[Records drawn from a dataset]
- - - - - - -

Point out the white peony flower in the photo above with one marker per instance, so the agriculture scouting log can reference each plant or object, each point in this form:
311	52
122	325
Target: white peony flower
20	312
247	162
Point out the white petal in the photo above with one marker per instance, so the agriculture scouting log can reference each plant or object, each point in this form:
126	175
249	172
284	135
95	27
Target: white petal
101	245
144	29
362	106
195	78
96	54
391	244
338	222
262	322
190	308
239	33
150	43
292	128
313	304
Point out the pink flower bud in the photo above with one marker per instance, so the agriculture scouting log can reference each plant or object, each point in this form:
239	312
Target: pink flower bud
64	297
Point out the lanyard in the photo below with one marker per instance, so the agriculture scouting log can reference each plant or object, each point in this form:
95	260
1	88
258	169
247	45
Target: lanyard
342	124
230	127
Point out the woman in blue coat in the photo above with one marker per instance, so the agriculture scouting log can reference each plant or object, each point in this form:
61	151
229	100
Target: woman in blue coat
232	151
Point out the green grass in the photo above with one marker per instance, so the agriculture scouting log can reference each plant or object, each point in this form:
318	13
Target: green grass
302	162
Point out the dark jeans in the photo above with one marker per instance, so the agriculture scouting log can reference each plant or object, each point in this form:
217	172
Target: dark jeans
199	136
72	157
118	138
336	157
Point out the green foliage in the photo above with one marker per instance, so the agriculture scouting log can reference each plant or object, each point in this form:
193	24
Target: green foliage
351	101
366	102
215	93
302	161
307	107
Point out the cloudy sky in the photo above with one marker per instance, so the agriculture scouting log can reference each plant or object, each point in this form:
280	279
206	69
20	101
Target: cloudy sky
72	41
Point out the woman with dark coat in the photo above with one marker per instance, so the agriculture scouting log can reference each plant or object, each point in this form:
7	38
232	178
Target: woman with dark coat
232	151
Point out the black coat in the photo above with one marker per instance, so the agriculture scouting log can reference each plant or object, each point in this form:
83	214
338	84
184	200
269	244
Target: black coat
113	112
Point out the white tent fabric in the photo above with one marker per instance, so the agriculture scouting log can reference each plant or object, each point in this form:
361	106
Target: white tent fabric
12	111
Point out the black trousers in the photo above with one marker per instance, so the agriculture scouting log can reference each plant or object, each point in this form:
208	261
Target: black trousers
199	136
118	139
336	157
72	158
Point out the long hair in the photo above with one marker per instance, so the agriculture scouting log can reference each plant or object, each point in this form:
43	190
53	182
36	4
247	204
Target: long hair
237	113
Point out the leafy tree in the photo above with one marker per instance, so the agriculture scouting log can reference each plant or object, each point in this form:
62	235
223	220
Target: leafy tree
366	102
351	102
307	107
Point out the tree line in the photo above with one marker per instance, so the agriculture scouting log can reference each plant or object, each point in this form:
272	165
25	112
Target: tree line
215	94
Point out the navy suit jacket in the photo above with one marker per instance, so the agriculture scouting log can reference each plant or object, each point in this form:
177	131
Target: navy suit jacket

- - - - - - -

-- Work instructions --
Each record is to be reproduced exactly as it appears.

-- Finished task --
Point out the white peony flower in the photo above with one marker per instance, so the agriculture scouting log can reference each plant or object, each point in this form:
311	52
122	325
Target: white peony flower
20	312
247	162
Point out the white petal in the photo above with one marker per instance, so the agriculture scouting log can reference each plant or object, each point in this form:
126	175
249	172
284	135
95	27
Target: white petal
101	245
144	29
362	106
195	78
96	54
391	244
338	222
262	322
190	308
239	33
150	43
292	128
313	304
Point out the pink flower bud in the photo above with one marker per instance, so the agriculture scouting log can reference each plant or object, each point in this form:
239	312
Target: pink flower bud
64	297
Point out the lanyard in the photo below with one marker per instance, so the agriculture scouting log can reference each plant or object, each point in this form:
95	260
1	88
258	169
247	45
Target: lanyard
342	124
230	127
Point out the woman in blue coat in the photo above with one marker per instance, so the agriculture scouting log can reference each plant or object, each point in this form:
61	151
229	100
Target: woman in blue coat
232	151
Point out the green grass in the photo above with one marker per instance, so the agriculture scouting log can reference each plant or object, each point in this form:
318	13
Target: green grass
302	162
Point out the dark jeans in the photo above with one marker per instance, so the agriculture scouting log can reference each plant or object, each point in this form:
217	172
Target: dark jeans
199	136
72	157
118	138
336	157
Point out the green foliage in the photo above with one marker per instance, so the agriculture scouting log can reference each plant or object, each point in this form:
193	24
Target: green foliage
351	101
366	102
215	93
302	161
307	107
Point out the cloudy sky in the photo above with one marker per instance, so the agriculture scouting log can reference each plant or object, each point in this form:
280	279
206	69
20	101
Target: cloudy sky
72	41
Point out the woman with dark coat in the photo above with one marker per instance, so the agriculture scouting log can reference each plant or object, each point in this form:
7	38
232	178
Target: woman with dark coat
232	151
Point out the black coat in the photo above with one marker per instance, so the agriculture scouting log can reference each plant or object, each point in this form:
83	214
338	84
184	200
269	244
Target: black coat
113	112
Point out the white tent fabric in the photo above with one marker per instance, so the agriculture scouting log can reference each plant or object, each point in this form:
361	106
Target: white tent fabric
12	111
Point out the black trousers in the photo above with one marker per instance, so the agriculture scouting log can reference each plant or object, each point in this form:
208	261
Target: black trousers
199	136
118	139
336	157
72	158
Point out the long hair in the photo above with one marker per instance, so the agriculture scouting log can reference each plant or object, each point in this form:
43	190
53	182
36	4
247	204
Target: long hair
237	113
Point out the leafy tree in the photo above with one marker per instance, so the agriculture scouting log can reference each plant or object, each point in this form:
62	235
223	220
Target: leafy tree
366	102
351	102
307	107
Point out the tree line in the photo above with one marker per instance, so the agriculture scouting log can reference each plant or object, each point in this form:
272	165
25	112
Target: tree line
215	94
Point out the navy suit jacket in the photo above with one marker per instance, so the agriculture scouting log can reference each plant or object, each point in this form:
177	131
Target: navy suit jacket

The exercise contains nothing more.